──────── Records for the exercise
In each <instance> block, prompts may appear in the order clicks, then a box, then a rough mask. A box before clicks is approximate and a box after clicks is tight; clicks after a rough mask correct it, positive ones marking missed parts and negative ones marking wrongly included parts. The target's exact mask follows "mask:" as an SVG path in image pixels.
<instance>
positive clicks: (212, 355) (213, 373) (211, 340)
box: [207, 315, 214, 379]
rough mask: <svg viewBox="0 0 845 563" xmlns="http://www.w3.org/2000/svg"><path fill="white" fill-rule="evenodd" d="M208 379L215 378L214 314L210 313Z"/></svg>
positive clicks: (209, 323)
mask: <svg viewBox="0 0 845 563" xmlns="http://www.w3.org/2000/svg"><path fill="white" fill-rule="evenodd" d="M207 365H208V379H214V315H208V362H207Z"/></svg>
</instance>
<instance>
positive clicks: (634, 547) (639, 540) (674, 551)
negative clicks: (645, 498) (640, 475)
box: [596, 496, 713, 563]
────────────────
──────── Records for the exercise
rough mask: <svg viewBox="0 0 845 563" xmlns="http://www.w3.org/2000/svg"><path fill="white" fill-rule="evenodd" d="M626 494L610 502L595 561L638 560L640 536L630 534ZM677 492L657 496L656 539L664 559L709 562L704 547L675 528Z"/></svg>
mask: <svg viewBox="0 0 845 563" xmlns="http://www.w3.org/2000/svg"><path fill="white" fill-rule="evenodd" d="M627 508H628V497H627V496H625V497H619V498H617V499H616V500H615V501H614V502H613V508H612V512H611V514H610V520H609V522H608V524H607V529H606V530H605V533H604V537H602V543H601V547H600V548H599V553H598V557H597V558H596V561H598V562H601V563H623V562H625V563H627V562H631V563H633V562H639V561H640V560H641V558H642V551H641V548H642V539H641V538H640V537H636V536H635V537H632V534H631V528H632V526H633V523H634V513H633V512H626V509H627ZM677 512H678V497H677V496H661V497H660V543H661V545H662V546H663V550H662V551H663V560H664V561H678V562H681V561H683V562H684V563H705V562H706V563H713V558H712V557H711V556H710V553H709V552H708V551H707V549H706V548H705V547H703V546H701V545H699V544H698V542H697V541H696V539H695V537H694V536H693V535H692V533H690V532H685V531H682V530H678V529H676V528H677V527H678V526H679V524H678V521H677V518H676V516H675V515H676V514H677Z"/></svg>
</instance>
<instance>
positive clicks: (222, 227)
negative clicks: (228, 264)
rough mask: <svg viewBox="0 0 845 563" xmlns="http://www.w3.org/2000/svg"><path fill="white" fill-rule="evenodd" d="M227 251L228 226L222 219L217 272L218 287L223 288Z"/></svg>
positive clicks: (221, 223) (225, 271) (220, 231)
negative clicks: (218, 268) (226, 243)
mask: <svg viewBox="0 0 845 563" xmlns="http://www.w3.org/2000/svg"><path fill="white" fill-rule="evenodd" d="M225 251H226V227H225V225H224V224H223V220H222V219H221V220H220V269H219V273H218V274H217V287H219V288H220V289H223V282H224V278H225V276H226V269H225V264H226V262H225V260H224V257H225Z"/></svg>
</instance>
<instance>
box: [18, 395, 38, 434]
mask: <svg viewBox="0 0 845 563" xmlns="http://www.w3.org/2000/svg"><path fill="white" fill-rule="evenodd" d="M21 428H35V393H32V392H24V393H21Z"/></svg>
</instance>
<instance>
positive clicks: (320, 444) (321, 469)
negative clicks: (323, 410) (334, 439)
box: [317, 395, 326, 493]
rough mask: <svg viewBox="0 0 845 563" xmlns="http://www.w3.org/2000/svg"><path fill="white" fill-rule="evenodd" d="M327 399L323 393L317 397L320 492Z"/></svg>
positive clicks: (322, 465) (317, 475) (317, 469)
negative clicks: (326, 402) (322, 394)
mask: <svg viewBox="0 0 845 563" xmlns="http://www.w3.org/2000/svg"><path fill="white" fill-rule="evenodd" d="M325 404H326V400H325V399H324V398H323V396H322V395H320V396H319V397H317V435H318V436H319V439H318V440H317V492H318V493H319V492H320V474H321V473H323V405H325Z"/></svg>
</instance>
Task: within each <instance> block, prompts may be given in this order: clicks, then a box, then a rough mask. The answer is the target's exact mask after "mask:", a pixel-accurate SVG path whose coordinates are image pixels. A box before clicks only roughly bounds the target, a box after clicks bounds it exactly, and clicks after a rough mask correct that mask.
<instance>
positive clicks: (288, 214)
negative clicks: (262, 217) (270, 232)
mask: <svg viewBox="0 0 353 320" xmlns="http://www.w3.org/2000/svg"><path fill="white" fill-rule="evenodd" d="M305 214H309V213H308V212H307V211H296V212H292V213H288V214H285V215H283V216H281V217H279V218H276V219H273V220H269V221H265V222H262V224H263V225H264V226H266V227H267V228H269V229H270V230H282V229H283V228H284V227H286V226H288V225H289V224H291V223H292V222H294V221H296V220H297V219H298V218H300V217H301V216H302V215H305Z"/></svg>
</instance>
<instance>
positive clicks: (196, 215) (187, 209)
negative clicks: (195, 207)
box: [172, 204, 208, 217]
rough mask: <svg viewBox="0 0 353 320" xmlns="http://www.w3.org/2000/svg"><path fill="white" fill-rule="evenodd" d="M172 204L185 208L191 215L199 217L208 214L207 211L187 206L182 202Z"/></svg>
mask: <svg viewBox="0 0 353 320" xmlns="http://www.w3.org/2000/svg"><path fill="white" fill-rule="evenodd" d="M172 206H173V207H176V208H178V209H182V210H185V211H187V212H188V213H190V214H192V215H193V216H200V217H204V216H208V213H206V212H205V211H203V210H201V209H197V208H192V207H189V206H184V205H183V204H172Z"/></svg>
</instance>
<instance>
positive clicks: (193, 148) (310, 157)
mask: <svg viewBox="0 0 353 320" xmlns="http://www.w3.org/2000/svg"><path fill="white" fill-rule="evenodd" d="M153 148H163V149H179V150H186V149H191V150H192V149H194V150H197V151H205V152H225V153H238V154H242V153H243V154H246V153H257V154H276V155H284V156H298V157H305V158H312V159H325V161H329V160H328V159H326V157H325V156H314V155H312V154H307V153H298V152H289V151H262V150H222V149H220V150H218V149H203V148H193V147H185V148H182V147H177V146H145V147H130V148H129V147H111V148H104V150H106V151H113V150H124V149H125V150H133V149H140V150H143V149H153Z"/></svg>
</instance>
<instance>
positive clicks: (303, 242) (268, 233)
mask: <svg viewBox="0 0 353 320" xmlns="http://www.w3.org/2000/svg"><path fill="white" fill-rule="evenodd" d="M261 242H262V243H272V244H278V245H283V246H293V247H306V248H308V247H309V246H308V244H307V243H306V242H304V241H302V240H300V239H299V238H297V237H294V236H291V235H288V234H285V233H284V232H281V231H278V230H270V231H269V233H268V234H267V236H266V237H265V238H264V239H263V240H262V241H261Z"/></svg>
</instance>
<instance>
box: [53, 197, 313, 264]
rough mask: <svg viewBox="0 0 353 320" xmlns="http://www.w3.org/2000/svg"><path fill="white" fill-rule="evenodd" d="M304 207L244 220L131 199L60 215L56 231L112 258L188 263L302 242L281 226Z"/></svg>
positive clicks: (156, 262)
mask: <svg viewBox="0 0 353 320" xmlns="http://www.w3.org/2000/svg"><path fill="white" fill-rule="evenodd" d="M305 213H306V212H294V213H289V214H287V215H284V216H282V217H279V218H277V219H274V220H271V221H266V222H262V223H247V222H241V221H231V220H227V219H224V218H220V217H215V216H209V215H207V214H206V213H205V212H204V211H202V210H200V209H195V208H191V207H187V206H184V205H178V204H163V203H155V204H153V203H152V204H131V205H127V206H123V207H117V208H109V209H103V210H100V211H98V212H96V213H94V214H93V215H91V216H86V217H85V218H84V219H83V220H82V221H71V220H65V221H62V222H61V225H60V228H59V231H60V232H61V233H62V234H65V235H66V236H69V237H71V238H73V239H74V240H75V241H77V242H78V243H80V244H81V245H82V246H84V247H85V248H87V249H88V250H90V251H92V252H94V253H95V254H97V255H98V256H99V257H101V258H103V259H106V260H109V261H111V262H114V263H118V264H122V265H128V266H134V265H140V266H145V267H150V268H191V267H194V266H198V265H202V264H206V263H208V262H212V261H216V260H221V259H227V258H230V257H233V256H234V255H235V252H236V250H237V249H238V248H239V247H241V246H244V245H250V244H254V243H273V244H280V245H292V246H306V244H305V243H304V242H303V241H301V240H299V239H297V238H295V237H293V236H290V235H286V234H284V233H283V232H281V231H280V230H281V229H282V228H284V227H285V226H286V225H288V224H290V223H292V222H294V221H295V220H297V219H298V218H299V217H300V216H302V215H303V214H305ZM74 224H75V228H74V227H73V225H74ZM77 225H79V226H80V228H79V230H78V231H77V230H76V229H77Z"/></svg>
────────────────
──────── Records for the exercise
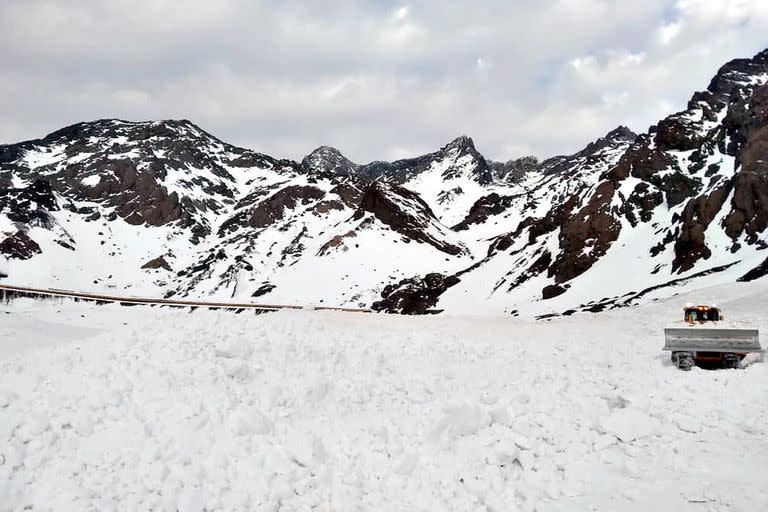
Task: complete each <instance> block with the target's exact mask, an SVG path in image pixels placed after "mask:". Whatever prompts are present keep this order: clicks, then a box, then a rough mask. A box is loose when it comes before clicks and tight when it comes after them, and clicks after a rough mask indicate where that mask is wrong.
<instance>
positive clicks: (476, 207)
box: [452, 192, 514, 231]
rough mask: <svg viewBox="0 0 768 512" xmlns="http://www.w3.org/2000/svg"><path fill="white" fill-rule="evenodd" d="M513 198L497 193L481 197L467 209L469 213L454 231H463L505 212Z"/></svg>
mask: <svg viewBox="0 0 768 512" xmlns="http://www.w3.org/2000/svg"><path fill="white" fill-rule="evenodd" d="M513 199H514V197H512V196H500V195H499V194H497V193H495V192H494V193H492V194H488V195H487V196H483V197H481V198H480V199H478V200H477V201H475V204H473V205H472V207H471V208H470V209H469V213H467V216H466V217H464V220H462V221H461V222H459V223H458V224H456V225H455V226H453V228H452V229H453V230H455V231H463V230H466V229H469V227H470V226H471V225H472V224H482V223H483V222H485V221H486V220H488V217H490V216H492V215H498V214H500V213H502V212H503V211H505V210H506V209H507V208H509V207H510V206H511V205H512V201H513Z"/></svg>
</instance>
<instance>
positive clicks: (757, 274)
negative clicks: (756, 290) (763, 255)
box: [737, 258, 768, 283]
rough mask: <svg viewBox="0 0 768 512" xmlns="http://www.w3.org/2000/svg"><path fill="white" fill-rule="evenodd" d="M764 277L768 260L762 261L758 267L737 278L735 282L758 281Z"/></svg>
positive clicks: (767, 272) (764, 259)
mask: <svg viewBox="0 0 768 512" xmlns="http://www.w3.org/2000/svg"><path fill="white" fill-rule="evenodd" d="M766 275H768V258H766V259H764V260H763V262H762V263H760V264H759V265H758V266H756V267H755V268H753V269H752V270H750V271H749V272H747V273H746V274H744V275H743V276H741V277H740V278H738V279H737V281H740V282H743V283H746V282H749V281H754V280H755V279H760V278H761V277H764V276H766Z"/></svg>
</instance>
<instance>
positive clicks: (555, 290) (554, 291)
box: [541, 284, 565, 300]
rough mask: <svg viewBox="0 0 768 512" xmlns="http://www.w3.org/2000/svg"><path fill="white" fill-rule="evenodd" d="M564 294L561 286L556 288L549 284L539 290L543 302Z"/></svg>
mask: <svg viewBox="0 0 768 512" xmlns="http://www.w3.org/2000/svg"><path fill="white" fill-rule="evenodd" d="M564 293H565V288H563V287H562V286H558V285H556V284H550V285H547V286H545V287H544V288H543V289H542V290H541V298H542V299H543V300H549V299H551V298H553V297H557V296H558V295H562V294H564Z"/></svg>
────────────────
Required action>
Scan the listing above for the word "after" and copy every line that holds it.

Exercise solution>
In each <instance> block, prompts may appear in the order clicks, then a box, then a rough mask. A box before clicks is approximate and a box after clicks is tight; clicks after a rough mask correct it, positive ones marking missed parts and negative ones marking wrongly included parts. The target's exact mask follows "mask:" as an SVG path in image pixels.
Task: within each <instance> block, prompts may be given in this order: clicks, then a box, then a rough mask. The answer is the target's exact mask after "mask:", a pixel-accurate SVG path whose coordinates are image pixels. A box before clicks only roughly bounds the target, a box after clicks bounds it exactly, and clicks after a rough mask correct that mask.
Task: complete each <instance> block with the target's exact mask, an SVG path in image pixels placed after "mask:". Whatever prompts are present keep this order: clicks, then a box, then a rough mask. A box is loose when it comes before clicks and tight when it comes after them, and clicks after a rough mask indicate where that mask is wrong.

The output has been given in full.